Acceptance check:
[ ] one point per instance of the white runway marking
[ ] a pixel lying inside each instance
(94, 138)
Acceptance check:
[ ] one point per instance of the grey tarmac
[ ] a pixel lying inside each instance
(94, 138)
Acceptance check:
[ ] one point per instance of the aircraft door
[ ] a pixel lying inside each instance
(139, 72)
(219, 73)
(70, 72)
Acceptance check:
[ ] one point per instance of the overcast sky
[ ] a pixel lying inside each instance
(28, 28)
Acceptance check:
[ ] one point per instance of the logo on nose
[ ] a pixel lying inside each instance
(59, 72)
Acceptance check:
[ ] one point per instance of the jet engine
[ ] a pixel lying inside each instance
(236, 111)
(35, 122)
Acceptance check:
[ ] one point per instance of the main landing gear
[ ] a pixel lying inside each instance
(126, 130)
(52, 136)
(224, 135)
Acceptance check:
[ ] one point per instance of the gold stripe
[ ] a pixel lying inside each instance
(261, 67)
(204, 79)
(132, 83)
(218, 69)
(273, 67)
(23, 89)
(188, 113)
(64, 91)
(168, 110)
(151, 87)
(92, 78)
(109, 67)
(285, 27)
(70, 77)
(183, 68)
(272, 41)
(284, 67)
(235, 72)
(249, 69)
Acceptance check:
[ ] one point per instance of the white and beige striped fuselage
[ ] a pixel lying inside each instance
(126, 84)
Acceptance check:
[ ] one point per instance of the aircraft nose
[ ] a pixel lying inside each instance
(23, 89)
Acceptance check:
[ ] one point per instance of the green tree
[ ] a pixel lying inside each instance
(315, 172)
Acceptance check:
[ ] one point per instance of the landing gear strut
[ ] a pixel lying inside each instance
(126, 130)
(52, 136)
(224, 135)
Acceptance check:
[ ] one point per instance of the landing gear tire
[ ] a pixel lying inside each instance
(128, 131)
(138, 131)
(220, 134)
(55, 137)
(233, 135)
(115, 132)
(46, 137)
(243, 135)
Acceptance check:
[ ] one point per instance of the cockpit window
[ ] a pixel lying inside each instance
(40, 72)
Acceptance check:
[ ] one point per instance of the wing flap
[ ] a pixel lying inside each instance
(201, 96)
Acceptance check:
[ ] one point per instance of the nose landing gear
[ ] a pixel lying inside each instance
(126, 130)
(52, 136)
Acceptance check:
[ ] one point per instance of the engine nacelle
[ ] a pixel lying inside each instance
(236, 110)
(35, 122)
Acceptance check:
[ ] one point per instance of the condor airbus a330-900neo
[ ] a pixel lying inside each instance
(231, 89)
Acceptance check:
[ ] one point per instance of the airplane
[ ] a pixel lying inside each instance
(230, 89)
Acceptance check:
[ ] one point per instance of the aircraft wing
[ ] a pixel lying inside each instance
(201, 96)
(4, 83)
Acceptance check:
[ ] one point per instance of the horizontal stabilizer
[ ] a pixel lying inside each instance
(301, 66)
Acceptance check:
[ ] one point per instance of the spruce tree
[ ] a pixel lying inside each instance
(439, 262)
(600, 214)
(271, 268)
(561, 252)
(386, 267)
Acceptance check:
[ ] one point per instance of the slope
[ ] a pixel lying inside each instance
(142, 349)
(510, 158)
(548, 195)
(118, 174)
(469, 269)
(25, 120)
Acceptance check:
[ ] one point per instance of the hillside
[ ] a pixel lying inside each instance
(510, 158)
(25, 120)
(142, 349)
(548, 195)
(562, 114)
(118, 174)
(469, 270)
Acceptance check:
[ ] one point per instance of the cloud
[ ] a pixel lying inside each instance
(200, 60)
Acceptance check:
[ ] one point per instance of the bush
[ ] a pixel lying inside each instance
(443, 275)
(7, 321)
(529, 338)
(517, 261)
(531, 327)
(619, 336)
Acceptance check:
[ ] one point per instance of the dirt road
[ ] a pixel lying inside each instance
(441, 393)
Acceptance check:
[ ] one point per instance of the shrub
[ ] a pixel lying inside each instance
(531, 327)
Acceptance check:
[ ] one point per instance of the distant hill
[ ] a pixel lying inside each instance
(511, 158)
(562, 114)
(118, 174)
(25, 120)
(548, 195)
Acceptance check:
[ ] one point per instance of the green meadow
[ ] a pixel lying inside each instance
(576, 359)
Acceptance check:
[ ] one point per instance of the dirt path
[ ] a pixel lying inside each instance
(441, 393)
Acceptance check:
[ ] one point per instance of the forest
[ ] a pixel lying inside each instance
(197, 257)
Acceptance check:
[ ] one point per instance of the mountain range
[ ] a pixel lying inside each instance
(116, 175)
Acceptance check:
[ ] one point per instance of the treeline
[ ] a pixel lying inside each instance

» Your assignment: The response must contain exactly the lines from the one with "[ ] one point per instance of the mountain" through the last line of the material above, both ends included, and no others.

» Result of the exercise:
[ ] one point per instance of the mountain range
[ ] a pixel lying inside each instance
(116, 175)
Acceptance check:
[ ] one point per instance of the treeline
[ ] a pixel lying inside each instance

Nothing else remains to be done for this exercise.